→ TASK 1:
In the CLN7 passage, which proteins recognize DXXLL-type motifs?
→ TASK 2:
Reproduce the CLN7 passage word for word, everything from "In the present" down to "in future studies.".

Targeting of lysosomal membrane proteins is typically mediated by short stretches of amino acid residues situated in their cytosolic domains (21). These sorting motifs belong to two major classes, the tyrosine-based and the dileucine-based motifs. Tyrosine-based signals conform to the consensus motif YXXΦ, in which Y is a tyrosine, X any amino acid and Φ a bulky hydrophobic amino acid. Dileucine-based motifs can be divided into two distinct classes, [DE]XXXL[IL] and DXXLL, which differ by the position of the acidic residues preceding the pair of leucines (or leucine–isoleucine) and are recognized by a distinct class of membrane coat adaptor proteins (21). In addition to typical tyrosine- and dileucine-based motifs, unconventional targeting motifs have also been reported to facilitate targeting of some lysosomal membrane proteins (22,23), including the lysosomal NCL protein CLN3 (24). Tyrosine-based and [DE]XXXL[IL]-type motifs are recognized by heterotetrameric adaptor protein (AP) complexes (AP-1, AP-2, AP-3, and AP-4), whereas DXXLL-type motifs are recognized by monomeric GGAs (Golgi-localized, gamma-ear containing, ARF-binding proteins) (21,25). As these adaptor proteins function at distinct sites of the exocytic and endocytic pathways, adaptor/motif binding events determine which trafficking route delivers membrane proteins to the lysosome. Lysosomal membrane proteins can be targeted from the trans-Golgi network either directly to early or late endosomes (direct route) or indirectly via the plasma membrane (indirect route).
In the present study, we investigated the expression and trafficking of CLN7. We show that the regional and cellular expression of CLN7 corresponds well with the pathological findings characteristic of the brains of vLINCL patients. Furthermore, we show that lysosomal sorting of CLN7 is mainly determined by an N-terminal dileucine motif. Mutation of this targeting motif leads to a significant misrouting of CLN7 to the plasma membrane, thus providing a tool to identify its transport function in future studies.
RESULTS
Native CLN7 localizes to lysosomes and late endosomes
To confirm that tagging of CLN7 does not interfere with its intracellular localization, an antibody was raised against a peptide derived from the mouse sequence and the distributions of EGFP-tagged and -untagged mouse CLN7 (mCLN7) were compared in transiently transfected HeLa cells. To facilitate subsequent experiments, human CLN7 (hCLN7) was also tagged with EGFP. Both EGFP-tagged mouse and human CLN7 extensively co-localized with the late endosomal/lysosomal marker lysosomal-associated membrane protein 1 (LAMP1) (Fig. 1A and B), in agreement with previous findings (2). When HeLa cells transiently expressing EGFP-mCLN7 were analyzed by immunofluorescence with our immunopurified anti-mCLN7 antibody (UBP119ip), extensive overlap was found between the EGFP and immunoreactivity signals (Fig. 1C), thus validating the selectivity of our antibody in this technique. Expression of the untagged mCLN7 construct in HeLa cells, followed by staining with our novel antibody also showed co-localization with LAMP1 (Fig. 1D). The lysosomal nature of mCLN7-immunopositive puncta was also demonstrated using the fluorogenic proteolysis probe DQ-Red-BSA, a highly conjugated protein substrate which undergoes dequenching upon digestion in endocytic compartments after fluid-phase endocytosis. When live transfected HeLa cells were incubated with this probe prior to immunofluorescence analysis, DQ-Red-BSA fluorescence appeared as intracellular puncta which all tested positive for untagged mCLN7 immunoreactivity (Fig. 1E).

→ GIVEN ENTRIES:

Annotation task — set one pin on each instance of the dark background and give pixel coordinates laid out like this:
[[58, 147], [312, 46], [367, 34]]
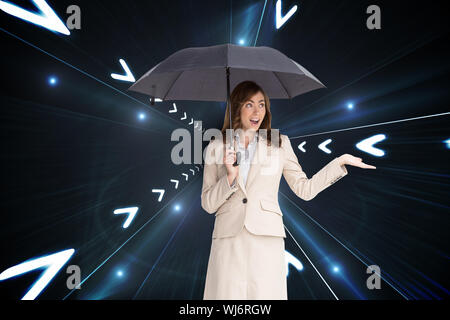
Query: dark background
[[75, 152]]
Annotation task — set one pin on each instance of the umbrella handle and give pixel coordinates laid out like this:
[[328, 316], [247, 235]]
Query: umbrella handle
[[238, 159]]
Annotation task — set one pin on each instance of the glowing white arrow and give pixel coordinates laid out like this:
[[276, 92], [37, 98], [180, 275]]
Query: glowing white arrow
[[366, 145], [128, 75], [161, 193], [52, 264], [131, 214], [290, 259], [48, 19], [174, 109], [282, 20], [300, 146], [323, 145], [176, 183]]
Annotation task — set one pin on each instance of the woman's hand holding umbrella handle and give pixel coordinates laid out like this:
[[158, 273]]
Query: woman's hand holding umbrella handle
[[354, 161], [229, 159]]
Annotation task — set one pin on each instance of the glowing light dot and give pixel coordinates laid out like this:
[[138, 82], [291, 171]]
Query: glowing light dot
[[52, 81], [448, 143]]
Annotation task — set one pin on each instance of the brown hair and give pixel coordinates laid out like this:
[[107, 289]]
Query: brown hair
[[242, 93]]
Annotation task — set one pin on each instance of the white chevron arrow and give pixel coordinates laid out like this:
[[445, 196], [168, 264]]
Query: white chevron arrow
[[47, 19], [290, 259], [282, 20], [176, 183], [131, 211], [174, 109], [161, 193], [366, 145], [300, 146], [323, 145], [128, 75], [51, 263]]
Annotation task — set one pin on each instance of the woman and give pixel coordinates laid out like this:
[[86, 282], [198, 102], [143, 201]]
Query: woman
[[247, 252]]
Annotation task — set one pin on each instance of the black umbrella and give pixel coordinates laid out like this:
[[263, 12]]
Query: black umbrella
[[207, 73]]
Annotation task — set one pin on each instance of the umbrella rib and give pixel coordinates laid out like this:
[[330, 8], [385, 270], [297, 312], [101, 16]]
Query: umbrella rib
[[287, 93], [172, 86]]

→ RESPONSE AREA 1:
Monomeric GGAs (Golgi-localized, gamma-ear containing, ARF-binding proteins).

→ RESPONSE AREA 2:
In the present study, we investigated the expression and trafficking of CLN7. We show that the regional and cellular expression of CLN7 corresponds well with the pathological findings characteristic of the brains of vLINCL patients. Furthermore, we show that lysosomal sorting of CLN7 is mainly determined by an N-terminal dileucine motif. Mutation of this targeting motif leads to a significant misrouting of CLN7 to the plasma membrane, thus providing a tool to identify its transport function in future studies.